= Brontekst =

-*-*-

Regeling van de Minister van Binnenlandse Zaken en Koninkrijksrelaties van 22 november 2021, nr. 2021-0000618371, tot wijziging van de Regeling toegelaten instellingen volkshuisvesting 2015 teneinde bijlage 3 bij artikel 16 van die regeling te vervangen (de Verantwoordingsinformatie 2021)

De Minister van Binnenlandse Zaken en Koninkrijksrelaties;

Gelet op artikel 36a, vierde lid, van de Woningwet;

Besluit:

ARTIKEL I

De Regeling toegelaten instellingen volkshuisvesting 2015 wordt als volgt gewijzigd:

Bijlage 3 bij artikel 16 wordt vervangen door de bijlage bij deze regeling.

ARTIKEL II

Deze regeling treedt in werking met ingang van 1 januari 2022.

Deze regeling zal met de toelichting in de Staatscourant worden geplaatst.

De Minister van Binnenlandse Zaken en Koninkrijksrelaties, K.H. Ollongren

BIJLAGE BIJ ARTIKEL I VAN DE REGELING VAN DE MINISTER VAN BINNENLANDSE ZAKEN EN KONINKRIJKRELATIES VAN 22 NOVEMBER 2021, NR. 2021-0000618371 TOT WIJZIGING VAN DE REGELING TOEGELATEN INSTELLINGEN VOLKSHUISVESTING 2015 TENEINDE BIJLAGE 3 BIJ ARTIKEL 16 VAN DIE REGELING TE VERVANGEN (DE VERANTWOORDINGSINFORMATIE 2021)

-*-*-

= Opdrachten =
a: Neem de regeling opnieuw over, alles vanaf "Bijlage 3 bij artikel 16 wordt" tot en met "Staatscourant worden geplaatst.", en vervang daarin "Staatscourant" door "Staatsblad".
b: Beantwoord deze vragen over de regeling:
(i) Op welke bepaling van de Woningwet is de regeling gebaseerd?
(ii) Met ingang van welke datum treedt de regeling in werking?
(iii) Welke bijlage van de Regeling toegelaten instellingen volkshuisvesting 2015 wordt vervangen?
c: Leg uit met welk doel de regeling de Regeling toegelaten instellingen volkshuisvesting 2015 wijzigt.

(Regels uit een gegevensverzameling)
-*-*-

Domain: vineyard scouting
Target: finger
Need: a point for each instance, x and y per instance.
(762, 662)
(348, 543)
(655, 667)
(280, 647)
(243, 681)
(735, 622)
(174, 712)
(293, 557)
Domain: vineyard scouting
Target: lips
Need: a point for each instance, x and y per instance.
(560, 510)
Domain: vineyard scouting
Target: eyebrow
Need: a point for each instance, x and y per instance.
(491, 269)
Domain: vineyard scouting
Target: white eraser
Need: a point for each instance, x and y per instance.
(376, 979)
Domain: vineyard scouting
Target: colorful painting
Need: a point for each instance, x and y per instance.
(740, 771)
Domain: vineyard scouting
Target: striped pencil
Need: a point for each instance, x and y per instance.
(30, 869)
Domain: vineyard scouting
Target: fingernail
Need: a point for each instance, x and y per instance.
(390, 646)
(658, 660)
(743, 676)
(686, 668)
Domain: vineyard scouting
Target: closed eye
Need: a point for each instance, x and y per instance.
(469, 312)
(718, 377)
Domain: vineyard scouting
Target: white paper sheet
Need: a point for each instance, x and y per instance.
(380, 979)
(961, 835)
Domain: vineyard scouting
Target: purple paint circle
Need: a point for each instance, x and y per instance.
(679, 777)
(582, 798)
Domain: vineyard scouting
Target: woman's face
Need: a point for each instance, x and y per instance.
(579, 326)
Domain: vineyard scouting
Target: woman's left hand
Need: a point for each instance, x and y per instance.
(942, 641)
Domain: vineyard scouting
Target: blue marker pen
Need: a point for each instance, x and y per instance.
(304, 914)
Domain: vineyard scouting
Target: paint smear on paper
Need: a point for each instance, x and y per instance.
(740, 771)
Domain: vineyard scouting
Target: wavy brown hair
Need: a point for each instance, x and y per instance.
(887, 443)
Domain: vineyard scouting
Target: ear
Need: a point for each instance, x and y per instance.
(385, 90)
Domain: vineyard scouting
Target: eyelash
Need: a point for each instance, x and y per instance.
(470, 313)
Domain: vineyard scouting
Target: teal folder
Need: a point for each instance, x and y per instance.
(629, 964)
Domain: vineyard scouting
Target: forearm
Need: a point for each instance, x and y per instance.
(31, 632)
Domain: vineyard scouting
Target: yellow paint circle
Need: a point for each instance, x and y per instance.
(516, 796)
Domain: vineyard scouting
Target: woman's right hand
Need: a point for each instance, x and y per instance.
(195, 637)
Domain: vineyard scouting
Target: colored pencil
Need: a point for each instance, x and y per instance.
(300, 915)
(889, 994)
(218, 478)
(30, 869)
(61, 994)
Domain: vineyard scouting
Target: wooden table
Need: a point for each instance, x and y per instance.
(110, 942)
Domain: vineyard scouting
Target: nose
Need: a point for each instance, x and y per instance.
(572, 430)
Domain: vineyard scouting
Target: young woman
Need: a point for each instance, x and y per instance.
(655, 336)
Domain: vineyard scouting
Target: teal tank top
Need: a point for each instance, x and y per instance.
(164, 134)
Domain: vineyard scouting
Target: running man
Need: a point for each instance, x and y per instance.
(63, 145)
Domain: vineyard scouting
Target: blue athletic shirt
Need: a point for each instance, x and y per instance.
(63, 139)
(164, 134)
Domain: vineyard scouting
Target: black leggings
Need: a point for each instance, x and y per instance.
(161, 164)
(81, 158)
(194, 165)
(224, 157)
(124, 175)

-*-*-

= Gegeven antwoorden =
a:
Bijlage 3 bij artikel 16 wordt vervangen door de bijlage bij deze regeling.

ARTIKEL II

Deze regeling treedt in werking met ingang van 1 januari 2022.

Deze regeling zal met de toelichting in de Staatsblad worden geplaatst.

b:
(i) Artikel 36a, vierde lid, van de Woningwet.
(ii) 1 januari 2022.
(iii) Bijlage 3 bij artikel 16.

c: De wijziging dient om bijlage 3 bij artikel 16 van die regeling te vervangen. Volgens artikel I komt de bijlage bij de nieuwe regeling in de plaats van die bijlage 3.